[Work request] Please reproduce all of the entries exactly, without omitting any.

[Dataset items]
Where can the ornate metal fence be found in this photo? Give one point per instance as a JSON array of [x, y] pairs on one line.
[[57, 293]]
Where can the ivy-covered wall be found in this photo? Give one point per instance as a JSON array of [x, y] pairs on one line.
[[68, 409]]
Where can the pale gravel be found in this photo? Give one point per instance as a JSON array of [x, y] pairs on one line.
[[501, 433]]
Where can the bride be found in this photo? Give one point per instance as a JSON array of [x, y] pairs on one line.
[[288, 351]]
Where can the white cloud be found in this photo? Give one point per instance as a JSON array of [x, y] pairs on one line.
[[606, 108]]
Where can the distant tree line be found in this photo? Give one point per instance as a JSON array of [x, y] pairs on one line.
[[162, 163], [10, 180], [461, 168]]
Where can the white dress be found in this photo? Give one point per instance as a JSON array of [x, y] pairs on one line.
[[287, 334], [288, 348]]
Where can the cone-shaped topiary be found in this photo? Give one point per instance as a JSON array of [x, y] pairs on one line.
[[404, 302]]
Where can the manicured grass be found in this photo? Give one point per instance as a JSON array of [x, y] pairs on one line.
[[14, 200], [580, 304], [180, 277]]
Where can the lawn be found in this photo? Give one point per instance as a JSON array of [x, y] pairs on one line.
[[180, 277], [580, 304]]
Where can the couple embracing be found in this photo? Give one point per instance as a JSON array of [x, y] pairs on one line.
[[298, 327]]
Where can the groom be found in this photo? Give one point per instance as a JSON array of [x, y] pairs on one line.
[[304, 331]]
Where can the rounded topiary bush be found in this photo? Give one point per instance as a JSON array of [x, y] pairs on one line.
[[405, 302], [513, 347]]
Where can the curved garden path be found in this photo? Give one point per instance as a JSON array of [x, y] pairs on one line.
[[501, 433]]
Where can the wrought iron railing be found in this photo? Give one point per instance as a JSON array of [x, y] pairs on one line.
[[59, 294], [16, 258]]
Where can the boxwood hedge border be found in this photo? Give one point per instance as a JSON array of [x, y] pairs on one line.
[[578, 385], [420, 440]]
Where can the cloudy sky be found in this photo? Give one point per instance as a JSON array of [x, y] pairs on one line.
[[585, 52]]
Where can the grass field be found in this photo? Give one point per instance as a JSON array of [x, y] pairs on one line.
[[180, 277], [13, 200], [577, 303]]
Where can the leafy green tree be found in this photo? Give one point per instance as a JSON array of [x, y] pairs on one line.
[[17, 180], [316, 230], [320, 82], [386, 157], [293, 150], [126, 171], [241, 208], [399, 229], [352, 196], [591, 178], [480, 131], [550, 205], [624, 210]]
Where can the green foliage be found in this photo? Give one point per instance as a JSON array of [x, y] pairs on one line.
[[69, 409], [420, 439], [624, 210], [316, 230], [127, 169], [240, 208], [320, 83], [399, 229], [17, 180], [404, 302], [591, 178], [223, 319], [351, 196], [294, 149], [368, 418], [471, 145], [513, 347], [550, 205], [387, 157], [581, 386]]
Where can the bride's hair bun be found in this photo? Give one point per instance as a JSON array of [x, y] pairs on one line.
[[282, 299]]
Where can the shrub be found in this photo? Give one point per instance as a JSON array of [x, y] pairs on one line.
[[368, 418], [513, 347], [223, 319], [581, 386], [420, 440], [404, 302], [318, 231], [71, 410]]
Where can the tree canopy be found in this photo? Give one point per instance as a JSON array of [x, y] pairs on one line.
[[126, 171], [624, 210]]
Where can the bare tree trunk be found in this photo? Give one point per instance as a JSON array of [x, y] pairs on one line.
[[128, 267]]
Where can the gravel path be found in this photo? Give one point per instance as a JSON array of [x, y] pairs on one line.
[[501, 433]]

[Result of this exercise]
Where can the ornate metal fence be found in this photo? Give one point per instance as a JSON array of [x, y] pairs on one line.
[[57, 293]]
Where can the ivy-covered wall be found in this photo? Give one point per instance as a JSON array of [x, y] pairs on one line.
[[68, 409]]
Where can the pale gravel be found in this photo? Give one point per instance as a JSON array of [x, y] pairs on one line.
[[501, 433]]
Where can the bride be found in this photo? Give one point per instance as a JSON array of [x, y] pairs on one line.
[[288, 351]]
Where can the white cloud be found in this photo? Give one point per instance as a JSON array of [x, y] pairs on one line.
[[606, 108]]
Where can the distant tree line be found in this photo? Give one point per instance as a JSON array of [x, y] pairs on one line.
[[162, 163], [10, 180], [461, 168]]
Where can the white dress be found in this photo? Give one point per instance as a JSON array of [x, y] pairs on one line.
[[287, 334], [288, 348]]
Where can the cone-shaped topiary be found in this photo? Give one point per instance as a JSON array of [x, y] pairs on one line.
[[404, 302]]
Where can the manicured grass be found in this photo? Give one point per instance as a JSON array of [x, y] pairs on one line.
[[14, 200], [580, 304], [180, 277]]
Where can the lawn be found in this photo? Give one point per instance as a JSON array of [x, y] pairs on one line.
[[180, 277], [580, 304]]
Where can the couple embracing be found in this photo? Give one point per instance as a JSON array of [x, y] pairs on one line.
[[298, 327]]
Where can the groom be found in this photo? Give one point per instance as a JSON array of [x, y] pairs on one line.
[[304, 331]]
Where can the rounded topiary bush be found in this photo? Give one point per instance as a JSON array of [x, y] pairs on one line.
[[405, 302], [513, 347]]
Where can the curved garden path be found in this photo? Give one point per instance as a JSON array of [x, y] pairs on one line.
[[501, 433]]
Where can the wrought iron railing be found in this photo? Give one point per instance as a JSON array of [x, y] pairs on one line.
[[59, 294], [16, 258]]
Where can the boxwood hedge border be found in this photo? Give one point per instance as a JSON array of [x, y] pairs on one line.
[[578, 385], [420, 440]]
Where can the cloudy sky be found in this photo? Give one point per instance as a JSON array of [x, y] pairs on one line.
[[585, 52]]
Where can the grass field be found in this photo? Give one point per instance as a JSON array of [x, y] pairs on one line.
[[180, 277], [13, 200], [577, 303]]
Where can the leafy green tree be found in this photo? Give one point per instance as a JSON array of [x, y] pairs on one line.
[[17, 180], [316, 230], [320, 82], [386, 157], [293, 150], [126, 171], [241, 208], [399, 229], [352, 196], [591, 178], [480, 131], [550, 205], [624, 210]]
Where can the green foliage be found in this photo? Give one point per instance as a JSON array of [x, y] pairs on one line.
[[69, 409], [420, 439], [624, 210], [316, 230], [127, 169], [240, 208], [320, 83], [399, 229], [17, 180], [404, 302], [591, 178], [223, 319], [351, 196], [294, 149], [368, 418], [471, 145], [513, 347], [550, 205], [387, 157], [581, 386]]
Where can the bride's hair bun be found in this photo? Give one point per instance as a JSON array of [x, y] pairs on one line.
[[282, 299]]
Where can the shrub be found in this photo? Give one point per instance as a JSON array of [x, y] pairs on one line.
[[368, 418], [513, 347], [223, 319], [581, 386], [420, 440], [404, 302], [318, 231], [71, 410]]
Where can the tree canopy be found in this photo? Give one point per instance as a JSON array of [x, y] pairs on one line.
[[126, 171], [624, 210]]
Where can the bare tree trunk be found in this photo? Give one point per instance as a JSON array of [x, y] pairs on one line.
[[128, 267]]
Where can the gravel path be found in this photo? Give one point per instance as a JSON array of [x, y] pairs on one line.
[[501, 433]]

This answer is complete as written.